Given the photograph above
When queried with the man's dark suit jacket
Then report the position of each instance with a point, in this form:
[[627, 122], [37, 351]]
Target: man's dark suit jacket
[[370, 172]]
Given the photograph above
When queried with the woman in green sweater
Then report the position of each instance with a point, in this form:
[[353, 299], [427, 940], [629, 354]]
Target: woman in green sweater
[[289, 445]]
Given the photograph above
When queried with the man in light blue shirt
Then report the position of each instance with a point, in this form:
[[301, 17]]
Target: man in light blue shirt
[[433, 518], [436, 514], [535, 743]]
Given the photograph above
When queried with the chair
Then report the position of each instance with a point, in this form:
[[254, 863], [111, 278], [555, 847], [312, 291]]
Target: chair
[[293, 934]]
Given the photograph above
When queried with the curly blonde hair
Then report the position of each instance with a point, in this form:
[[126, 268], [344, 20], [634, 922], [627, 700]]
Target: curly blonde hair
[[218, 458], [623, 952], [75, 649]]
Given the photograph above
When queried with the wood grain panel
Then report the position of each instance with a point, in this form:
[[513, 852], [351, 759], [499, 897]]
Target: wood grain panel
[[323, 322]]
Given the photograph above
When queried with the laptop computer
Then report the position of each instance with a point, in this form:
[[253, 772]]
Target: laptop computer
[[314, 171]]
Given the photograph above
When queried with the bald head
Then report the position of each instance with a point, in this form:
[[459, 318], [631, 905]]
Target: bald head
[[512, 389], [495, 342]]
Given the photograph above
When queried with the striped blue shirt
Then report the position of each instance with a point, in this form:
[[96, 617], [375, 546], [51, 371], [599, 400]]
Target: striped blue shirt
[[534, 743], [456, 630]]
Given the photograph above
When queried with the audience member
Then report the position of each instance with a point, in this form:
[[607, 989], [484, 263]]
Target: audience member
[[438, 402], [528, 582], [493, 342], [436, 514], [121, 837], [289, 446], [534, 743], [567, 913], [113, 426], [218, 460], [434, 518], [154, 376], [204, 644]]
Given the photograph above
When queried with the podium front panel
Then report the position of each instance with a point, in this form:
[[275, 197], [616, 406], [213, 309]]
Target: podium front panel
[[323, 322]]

-- SET EXERCISE --
Express the lines of the entries as a Markdown table with the columns "No." and "Text", starting at the first line of the entries and ending at the line that contains "[[534, 743], [456, 630]]", both included. Leave out blank lines.

-- RESPONSE FOR THIS EXERCISE --
| No. | Text |
|---|---|
| 1 | Given the photograph above |
| 2 | When queried with the man's dark suit jacket |
| 3 | Then report the position of each instance with a point, in this form: |
| 4 | [[627, 122], [37, 351]] |
| 5 | Target: man's dark suit jacket |
| 6 | [[370, 172]] |
| 7 | Given the photograph above |
| 8 | When queried with the woman in green sweater |
| 9 | Then report the position of each instance with a point, in this form: |
| 10 | [[353, 299], [427, 940], [629, 354]] |
| 11 | Target: woman in green sweater |
| 12 | [[289, 445]] |
| 13 | Given the photograph above |
| 14 | When queried with the man in light blue shirt |
| 15 | Then report the position of each instance with a point, in this form: |
| 16 | [[301, 17]] |
| 17 | Target: man in light blue shirt |
| 18 | [[433, 518], [436, 514], [535, 743]] |
| 19 | Given the photograph above |
| 20 | When queried with the chair |
| 21 | Then report the position of each instance with a point, in this form: |
| 22 | [[254, 863], [111, 278], [555, 847], [312, 291]] |
| 23 | Target: chair |
| 24 | [[293, 934]] |
| 25 | Given the photograph above |
| 26 | When queried with the curly blonde hair |
| 27 | Then report the position of each instance with a point, in this form: |
| 28 | [[126, 268], [344, 20], [634, 922], [627, 700]] |
| 29 | Target: curly blonde hair |
| 30 | [[218, 458], [623, 952], [75, 649]] |
| 31 | Given the photograph above |
| 32 | When queried with the wood grain panel |
| 33 | Then report the position of each instance with a point, in this form: |
| 34 | [[513, 852], [351, 759], [499, 897]] |
| 35 | Target: wood grain panel |
| 36 | [[323, 322]] |
| 37 | Given the photograph above |
| 38 | When queried with the laptop computer |
| 39 | Then report the position of each instance with a point, in this form: |
| 40 | [[253, 772]] |
| 41 | Target: laptop computer |
| 42 | [[314, 171]] |
| 43 | Given the photograph above |
| 44 | When queried with the bald head |
| 45 | Then report the position of each instance with a point, in this form: |
| 46 | [[459, 318], [631, 905]] |
| 47 | Target: bald head |
| 48 | [[512, 389], [495, 342]] |
| 49 | Given the photograph above |
| 50 | When queried with the striped blue shirt |
| 51 | Then report the position of each instance with a point, in this form: |
| 52 | [[96, 617], [375, 546], [51, 371], [599, 400]] |
| 53 | Target: striped blue shirt |
| 54 | [[534, 743], [456, 630]] |